== PROMPT ==
For this exercise, repeat all of the material verbatim apart from its images.

-- START SUPPLIED DATA --

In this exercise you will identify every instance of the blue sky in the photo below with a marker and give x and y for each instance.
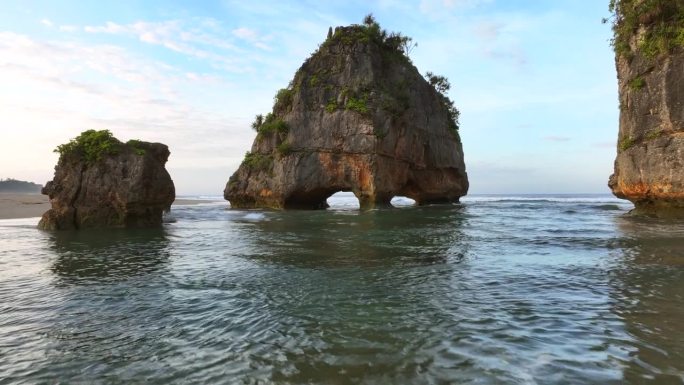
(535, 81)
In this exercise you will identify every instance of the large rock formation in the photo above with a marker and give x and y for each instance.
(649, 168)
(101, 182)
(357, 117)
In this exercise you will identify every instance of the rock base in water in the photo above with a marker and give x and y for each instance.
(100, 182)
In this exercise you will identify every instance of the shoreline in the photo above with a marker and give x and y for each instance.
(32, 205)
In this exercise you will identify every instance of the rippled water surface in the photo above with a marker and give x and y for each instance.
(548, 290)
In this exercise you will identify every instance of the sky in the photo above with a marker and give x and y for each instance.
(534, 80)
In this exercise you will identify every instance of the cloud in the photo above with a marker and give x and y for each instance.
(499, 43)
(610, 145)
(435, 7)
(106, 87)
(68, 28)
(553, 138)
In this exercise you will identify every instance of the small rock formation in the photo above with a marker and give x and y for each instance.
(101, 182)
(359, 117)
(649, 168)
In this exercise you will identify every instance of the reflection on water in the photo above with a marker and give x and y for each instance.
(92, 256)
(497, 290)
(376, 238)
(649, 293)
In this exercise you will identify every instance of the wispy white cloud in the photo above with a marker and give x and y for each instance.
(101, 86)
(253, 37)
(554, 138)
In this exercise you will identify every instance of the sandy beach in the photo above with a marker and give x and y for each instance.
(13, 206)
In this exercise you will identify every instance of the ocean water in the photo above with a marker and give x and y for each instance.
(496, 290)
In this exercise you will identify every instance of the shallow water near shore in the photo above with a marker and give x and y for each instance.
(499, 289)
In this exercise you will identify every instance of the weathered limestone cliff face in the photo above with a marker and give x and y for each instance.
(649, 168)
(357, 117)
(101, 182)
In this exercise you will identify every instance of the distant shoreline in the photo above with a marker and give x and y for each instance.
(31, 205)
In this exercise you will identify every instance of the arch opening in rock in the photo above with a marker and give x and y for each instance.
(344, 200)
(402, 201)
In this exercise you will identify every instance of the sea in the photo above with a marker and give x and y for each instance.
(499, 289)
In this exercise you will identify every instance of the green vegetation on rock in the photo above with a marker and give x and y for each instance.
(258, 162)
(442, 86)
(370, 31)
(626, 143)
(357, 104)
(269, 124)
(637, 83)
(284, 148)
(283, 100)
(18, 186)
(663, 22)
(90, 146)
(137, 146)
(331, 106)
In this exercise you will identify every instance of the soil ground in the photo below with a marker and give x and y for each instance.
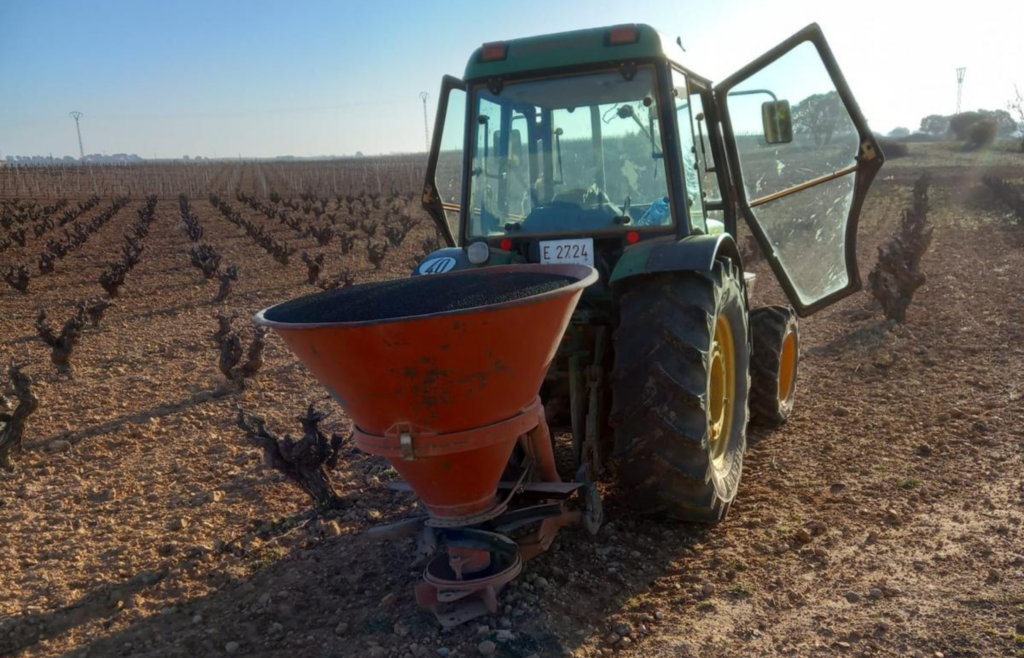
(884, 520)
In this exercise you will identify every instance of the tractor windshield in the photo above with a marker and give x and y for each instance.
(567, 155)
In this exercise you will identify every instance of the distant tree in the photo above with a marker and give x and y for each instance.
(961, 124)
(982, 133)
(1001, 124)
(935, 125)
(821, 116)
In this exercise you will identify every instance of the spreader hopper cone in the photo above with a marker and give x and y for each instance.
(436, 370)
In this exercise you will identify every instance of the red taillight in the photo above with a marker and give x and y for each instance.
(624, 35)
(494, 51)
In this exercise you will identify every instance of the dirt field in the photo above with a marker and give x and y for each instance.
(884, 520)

-- END SUPPLIED DATA --

== RESULT FOR THIS EXERCISE ==
In this exercise you will identify every instance of the blue sky in the photo below with a marker and give x and y for each instance.
(535, 81)
In this exercise you will identify every instance of the large rock formation in the photo above with a marker and give x and y for each instance.
(649, 168)
(101, 182)
(357, 117)
In this exercise you will identify every instance of the rock base in water in the photo above with a marker and give x and y for each instance.
(100, 182)
In this exercise you will identify every instance of the shoreline in the photo above with a marker and give x and y for each instance.
(32, 205)
In this exercise you will identify every instance of the rippled water surface in the photo above with a marker and give x and y for each instance.
(548, 290)
In this exercise you will identify every instance of the sky in the photo above with a marker and give x and y for each instance.
(534, 80)
In this exercise you will identify every instance of the cloud in the photo above with a marker and give x and y for each instance.
(499, 43)
(610, 145)
(435, 7)
(106, 87)
(68, 28)
(553, 138)
In this exercise you will identify every instance of the small rock formation in the photo above with a marker and give x and y for each instance.
(101, 182)
(359, 117)
(649, 168)
In this exercise you will identify every instance of the reflection on water in the photo above with a marker and give x and y for each instance.
(92, 256)
(497, 290)
(376, 238)
(649, 293)
In this exercise you will identify every instance of the wispy white cloud in the photo above with a marker and give x and y for each instance.
(101, 86)
(253, 37)
(554, 138)
In this exercise you will identify every instance of the sandy beach in the photo above with a marker and give x and y for each instance.
(13, 206)
In this exercise you will identify every instance of the ocean water in the photo above with a marker and give x and y for each instance.
(496, 290)
In this exercise you will identify every instance of the shallow water near shore in the photo above with a marker and give x and y for each instance.
(499, 289)
In this exercise you will identify every instance of the weathered limestone cliff face in the photo above with a marker and give x and y for each instance.
(649, 168)
(357, 117)
(101, 182)
In this exercise you will identify every instance of the distant shoreline in the photo above with a marker and give x and y for each instance.
(31, 205)
In this exercise you will identify every instance of the arch opening in rock in the photo above with a marker and give x and y for each instance.
(344, 200)
(402, 201)
In this exercise you will identify every instance of the sea in the photo above with a marker and give x and y for each instance.
(499, 289)
In this exercise you will identify every instance of the green vegetation on rock in the photo above with a marker and give x and y for each instance.
(258, 162)
(442, 86)
(370, 31)
(626, 143)
(357, 104)
(269, 124)
(637, 83)
(284, 148)
(283, 100)
(18, 186)
(663, 22)
(90, 146)
(137, 146)
(331, 106)
In this exercise you will identify every instance of the soil ground in the photo below with a marker and give x and y for each instance.
(884, 520)
In this exercise you will identify every instance of the tractor windshield in the photo above with a marker and give x and y for each instance.
(567, 155)
In this exercise you will identify every instance of the distant tree in the photo above with a marker and give x and y for each instance.
(961, 124)
(982, 133)
(1001, 124)
(935, 125)
(821, 116)
In this exercise you will identify every instance of the spreader hopper cone in the photo above with a marker and give x and y for each instance.
(436, 370)
In this exercise you will identify every instance of the red taillight in the photo above with a marker and give x and y for each instance.
(624, 35)
(494, 51)
In this exercise you will identify every instance of the dirt field in the photo above with a marker and give x and y for each instance.
(884, 520)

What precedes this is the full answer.